----- Data to process

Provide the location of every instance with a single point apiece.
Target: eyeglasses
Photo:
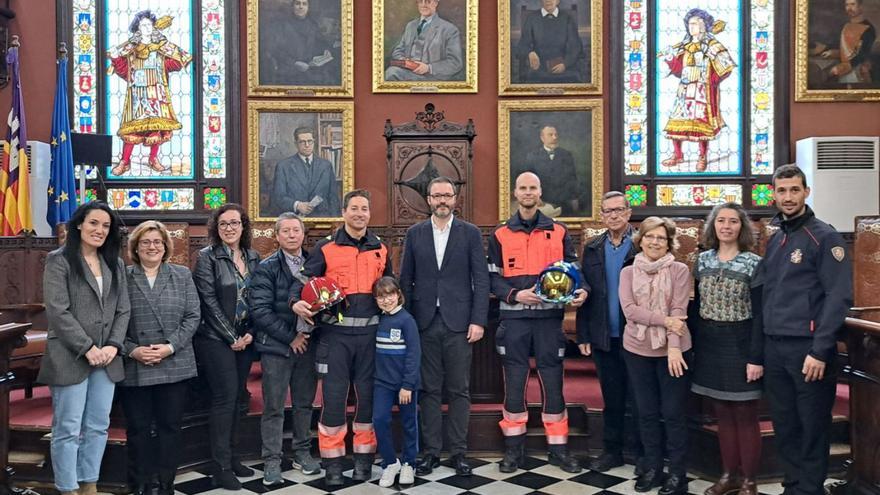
(438, 197)
(614, 211)
(655, 238)
(229, 225)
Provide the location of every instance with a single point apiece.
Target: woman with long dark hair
(729, 343)
(87, 307)
(159, 358)
(222, 343)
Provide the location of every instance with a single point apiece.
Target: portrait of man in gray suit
(305, 183)
(429, 49)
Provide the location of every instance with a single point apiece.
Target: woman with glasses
(222, 343)
(729, 343)
(654, 294)
(159, 357)
(84, 289)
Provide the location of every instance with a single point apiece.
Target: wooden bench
(25, 361)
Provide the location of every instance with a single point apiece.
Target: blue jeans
(383, 400)
(80, 418)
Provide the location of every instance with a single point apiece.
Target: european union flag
(62, 184)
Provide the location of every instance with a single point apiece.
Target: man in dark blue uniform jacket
(807, 292)
(445, 282)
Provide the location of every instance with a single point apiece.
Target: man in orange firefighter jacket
(355, 258)
(519, 250)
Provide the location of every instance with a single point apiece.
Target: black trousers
(446, 365)
(226, 372)
(661, 396)
(617, 395)
(350, 359)
(801, 413)
(153, 409)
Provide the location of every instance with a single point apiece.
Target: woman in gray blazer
(223, 340)
(159, 357)
(87, 307)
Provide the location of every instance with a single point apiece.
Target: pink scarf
(652, 289)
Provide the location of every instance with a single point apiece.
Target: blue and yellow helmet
(557, 282)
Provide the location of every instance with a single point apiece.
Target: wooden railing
(863, 370)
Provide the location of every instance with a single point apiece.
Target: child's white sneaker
(389, 473)
(407, 476)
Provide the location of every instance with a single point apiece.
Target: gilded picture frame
(449, 51)
(520, 74)
(280, 178)
(824, 71)
(323, 38)
(524, 141)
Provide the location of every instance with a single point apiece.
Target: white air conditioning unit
(40, 163)
(842, 173)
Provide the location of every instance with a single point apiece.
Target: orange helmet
(322, 293)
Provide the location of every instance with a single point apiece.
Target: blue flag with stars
(62, 183)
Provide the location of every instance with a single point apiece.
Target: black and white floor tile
(537, 478)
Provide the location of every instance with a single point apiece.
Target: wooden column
(11, 337)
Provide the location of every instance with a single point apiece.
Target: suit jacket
(79, 317)
(294, 182)
(439, 45)
(167, 313)
(461, 283)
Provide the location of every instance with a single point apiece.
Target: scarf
(652, 289)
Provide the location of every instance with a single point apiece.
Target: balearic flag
(62, 183)
(15, 205)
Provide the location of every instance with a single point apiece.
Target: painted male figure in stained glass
(144, 61)
(701, 62)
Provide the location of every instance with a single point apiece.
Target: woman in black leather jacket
(222, 342)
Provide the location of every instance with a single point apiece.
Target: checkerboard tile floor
(537, 478)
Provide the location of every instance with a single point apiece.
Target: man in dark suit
(600, 324)
(445, 281)
(428, 50)
(305, 183)
(555, 167)
(550, 46)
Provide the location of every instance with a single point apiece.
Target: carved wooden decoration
(866, 262)
(421, 150)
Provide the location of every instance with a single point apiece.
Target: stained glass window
(160, 67)
(697, 85)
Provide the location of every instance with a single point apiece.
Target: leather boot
(363, 467)
(514, 458)
(726, 483)
(88, 489)
(749, 487)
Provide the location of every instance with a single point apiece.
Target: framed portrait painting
(561, 142)
(300, 158)
(837, 55)
(425, 46)
(549, 47)
(300, 47)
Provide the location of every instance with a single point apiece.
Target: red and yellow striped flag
(15, 204)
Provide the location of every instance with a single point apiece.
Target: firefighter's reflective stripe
(352, 269)
(529, 253)
(556, 427)
(364, 438)
(513, 424)
(331, 440)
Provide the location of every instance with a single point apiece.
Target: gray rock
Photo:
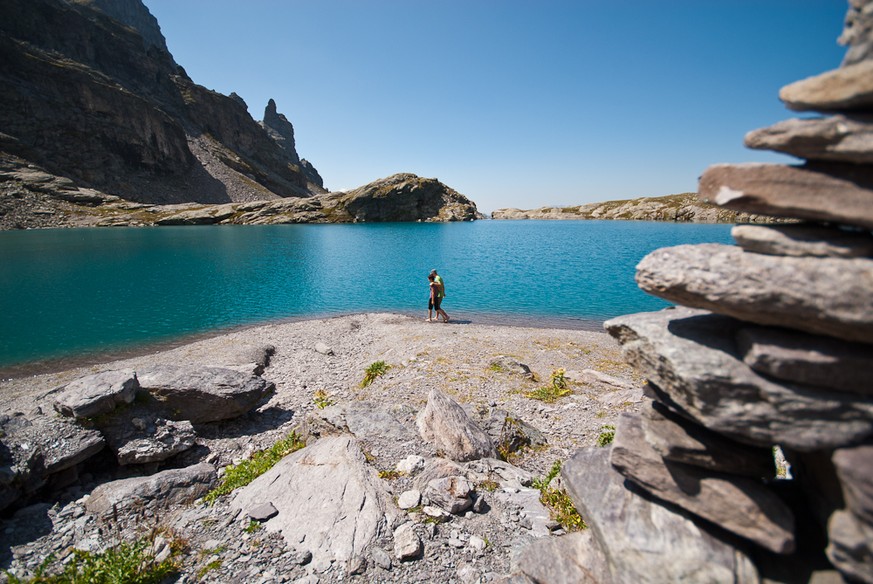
(492, 469)
(203, 394)
(437, 468)
(323, 349)
(740, 505)
(678, 439)
(803, 241)
(690, 357)
(407, 545)
(854, 466)
(850, 546)
(97, 394)
(381, 558)
(369, 420)
(262, 512)
(764, 289)
(808, 359)
(409, 499)
(506, 364)
(642, 541)
(411, 465)
(792, 191)
(158, 441)
(576, 557)
(454, 494)
(511, 434)
(330, 484)
(845, 89)
(858, 32)
(169, 487)
(445, 424)
(837, 138)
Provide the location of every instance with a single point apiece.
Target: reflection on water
(66, 293)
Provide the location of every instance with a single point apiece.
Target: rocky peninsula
(682, 208)
(121, 450)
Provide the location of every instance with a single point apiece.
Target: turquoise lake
(75, 293)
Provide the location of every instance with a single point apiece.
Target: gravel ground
(453, 357)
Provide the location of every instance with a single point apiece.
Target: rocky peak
(133, 14)
(280, 130)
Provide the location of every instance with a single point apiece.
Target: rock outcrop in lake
(682, 208)
(770, 353)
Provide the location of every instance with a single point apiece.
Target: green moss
(373, 372)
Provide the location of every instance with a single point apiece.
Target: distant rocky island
(684, 207)
(100, 126)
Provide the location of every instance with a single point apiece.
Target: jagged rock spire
(280, 129)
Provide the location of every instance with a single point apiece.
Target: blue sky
(512, 103)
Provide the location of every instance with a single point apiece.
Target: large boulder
(445, 424)
(328, 500)
(203, 394)
(642, 541)
(97, 394)
(691, 360)
(159, 490)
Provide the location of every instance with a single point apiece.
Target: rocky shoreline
(481, 371)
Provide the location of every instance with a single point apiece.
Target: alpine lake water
(70, 295)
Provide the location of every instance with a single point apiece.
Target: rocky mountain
(39, 199)
(89, 93)
(685, 207)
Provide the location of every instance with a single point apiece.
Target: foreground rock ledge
(829, 296)
(691, 358)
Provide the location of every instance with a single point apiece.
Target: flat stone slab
(679, 439)
(803, 241)
(575, 557)
(801, 192)
(741, 505)
(692, 361)
(837, 138)
(163, 489)
(329, 500)
(203, 394)
(97, 394)
(809, 359)
(644, 542)
(828, 296)
(847, 88)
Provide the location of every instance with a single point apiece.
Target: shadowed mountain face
(88, 91)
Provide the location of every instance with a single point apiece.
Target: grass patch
(556, 389)
(607, 435)
(127, 562)
(373, 372)
(560, 506)
(322, 399)
(236, 476)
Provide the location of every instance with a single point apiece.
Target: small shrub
(555, 390)
(322, 399)
(607, 435)
(373, 371)
(236, 476)
(560, 506)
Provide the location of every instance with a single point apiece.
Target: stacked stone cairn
(770, 351)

----------

Stated goal >>
Write out all the entries again, word for word, and print no images.

Expected answer >>
Provide the location of every instance with a single point apiece.
Target: eyeglasses
Photo:
(438, 197)
(614, 211)
(655, 238)
(229, 225)
Provide the location of every instance with a single point apiece.
Target: woman with long dark hair
(729, 343)
(87, 307)
(159, 358)
(222, 343)
Provide the location of every instance with a single point apiece.
Target: portrait of man in gray suit
(305, 183)
(429, 49)
Provide the location of every instance with a single point apiece.
Target: woman with glasses
(222, 343)
(729, 343)
(654, 294)
(159, 357)
(84, 289)
Provide the location of every instance with a single point apiece.
Target: wooden bench
(25, 361)
Provide the location of every instance with a single point apiece.
Target: blue jeans
(383, 400)
(80, 418)
Provide the location of every instance with a single point apiece.
Target: european union flag
(62, 184)
Provide the location of every instance with a single point apiece.
Target: man in dark blue uniform jacket
(807, 292)
(445, 282)
Provide the location of every instance with a single point apiece.
Target: man in orange firefighter jacket
(355, 258)
(519, 250)
Provide the location of every instance with a single point apiece.
Target: black trousers
(446, 365)
(226, 372)
(661, 396)
(617, 395)
(350, 359)
(801, 413)
(153, 409)
Provide the location of every instance with a single point apiece.
Target: woman in gray blazer
(223, 340)
(159, 357)
(87, 307)
Provide the location of every instance with a single point apiece.
Target: pink scarf
(652, 289)
Provide the location of every instance with a single point apiece.
Target: blue and yellow helmet
(557, 282)
Provide the location of every instance with a single point apiece.
Target: wooden railing
(863, 370)
Provide the location of every instance with a single point apiece.
Target: child's white sneaker
(389, 473)
(407, 476)
Provide the location of every instance with a single point apiece.
Target: gilded picture frame
(449, 51)
(520, 74)
(280, 178)
(824, 71)
(323, 38)
(524, 141)
Provide the location of every instance with a single point apiece.
Target: white air conditioning unit
(40, 163)
(842, 173)
Provide the location of every instance with a single point apiece.
Target: orange helmet
(322, 293)
Provide the location of every instance with a single point apiece.
Target: blue flag with stars
(62, 183)
Provide the location of every instance with a single point apiece.
Target: black and white floor tile
(537, 478)
Provide the location of every instance with a single point apiece.
Target: wooden column
(11, 337)
Provide the location of every instance with a single point apiece.
Target: suit jacket
(79, 317)
(294, 182)
(439, 45)
(167, 313)
(461, 283)
Provide the location of every instance with a single point apiece.
Target: scarf
(652, 289)
Provide the location of every instance with a single point apiece.
Target: balearic flag
(62, 183)
(15, 205)
Provide the location of every instance with a single point apiece.
Target: painted male figure in stained glass
(144, 61)
(701, 62)
Provide the location of every instance with a single point apiece.
Target: woman in black leather jacket
(222, 342)
Provide the location of every instance with a single point apiece.
Target: checkerboard tile floor
(537, 478)
Provide the location of every instance with a single point apiece.
Target: man in dark suit
(600, 324)
(445, 281)
(428, 50)
(305, 183)
(555, 167)
(550, 46)
Provide the location of every instance with a single point apiece.
Target: carved wooden decoration
(866, 262)
(421, 150)
Provide the location of every instance with a single point apiece.
Target: stained glass window
(160, 67)
(697, 85)
Provide the location of every instance with a single point apiece.
Target: leather boot
(363, 467)
(514, 458)
(726, 483)
(88, 489)
(749, 487)
Provide the location of every instance with a single point apiece.
Target: framed portrait painting
(561, 142)
(300, 158)
(837, 55)
(425, 46)
(549, 47)
(300, 47)
Provide the location of every instance with a single point apiece.
Target: red and yellow striped flag
(15, 204)
Provide the location of every instance with a single point apiece.
Target: firefighter's reflective stripe
(352, 269)
(529, 253)
(556, 427)
(364, 438)
(513, 424)
(331, 440)
Provide the location of every instance with a single point apiece.
Target: gray rock
Photo:
(492, 469)
(203, 394)
(437, 468)
(323, 349)
(740, 505)
(678, 439)
(803, 241)
(690, 357)
(407, 545)
(854, 466)
(850, 546)
(97, 394)
(381, 558)
(369, 420)
(262, 512)
(764, 289)
(808, 359)
(409, 499)
(506, 364)
(642, 541)
(411, 465)
(792, 191)
(158, 441)
(576, 557)
(454, 494)
(511, 434)
(330, 484)
(845, 89)
(858, 32)
(169, 487)
(445, 424)
(837, 138)
Provide the location of every instance with a single point apiece.
Target: reflection on water
(66, 293)
Provide the location of every instance with a single point apiece.
Target: rocky peninsula
(682, 208)
(121, 450)
Provide the location of every instance with a single point apiece.
Target: turquoise lake
(75, 293)
Provide the location of every instance with a single point apiece.
Target: gravel ground
(453, 357)
Provide the location of every instance with a single point apiece.
Target: rocky peak
(133, 14)
(280, 130)
Provide the location of every instance with a single point apiece.
Target: rock outcrop in lake
(682, 208)
(770, 353)
Provide the location of every instance with a single point apiece.
Target: green moss
(373, 372)
Provide the location of every instance with a single point apiece.
Target: distant rocky island
(684, 207)
(100, 126)
Provide the location of every instance with a single point apiece.
Target: jagged rock spire
(280, 129)
Provide the location of every instance with a single point apiece.
Target: blue sky
(512, 103)
Provide the location of every instance with a single point apiece.
Target: large boulder
(445, 424)
(328, 500)
(203, 394)
(642, 541)
(97, 394)
(691, 360)
(159, 490)
Provide the location of every instance with a single point apiece.
Target: rocky shoreline
(481, 371)
Provide the location of every instance with a single point apiece.
Target: alpine lake water
(70, 295)
Provide the location of every instance with a single point apiece.
Target: rocky mountain
(39, 199)
(89, 93)
(685, 207)
Provide the location of every instance with a single point apiece.
Target: foreground rock ledge
(829, 296)
(691, 358)
Provide the location of every instance with a single point apiece.
Target: flat stone slab
(679, 439)
(803, 241)
(575, 557)
(801, 192)
(741, 505)
(692, 361)
(837, 138)
(163, 489)
(329, 500)
(203, 394)
(97, 394)
(809, 359)
(644, 542)
(828, 296)
(847, 88)
Provide the location of every instance with a single point apiece.
Target: shadowed mountain face
(88, 91)
Provide the location of every instance with a single point apiece.
Target: grass patch
(556, 389)
(607, 435)
(127, 562)
(373, 372)
(560, 506)
(322, 399)
(236, 476)
Provide the location of every instance with a single point apiece.
Target: small shrub
(555, 390)
(322, 399)
(607, 435)
(373, 371)
(236, 476)
(560, 506)
Provide the location of every instance with a single point apiece.
Target: stacked stone cairn
(770, 351)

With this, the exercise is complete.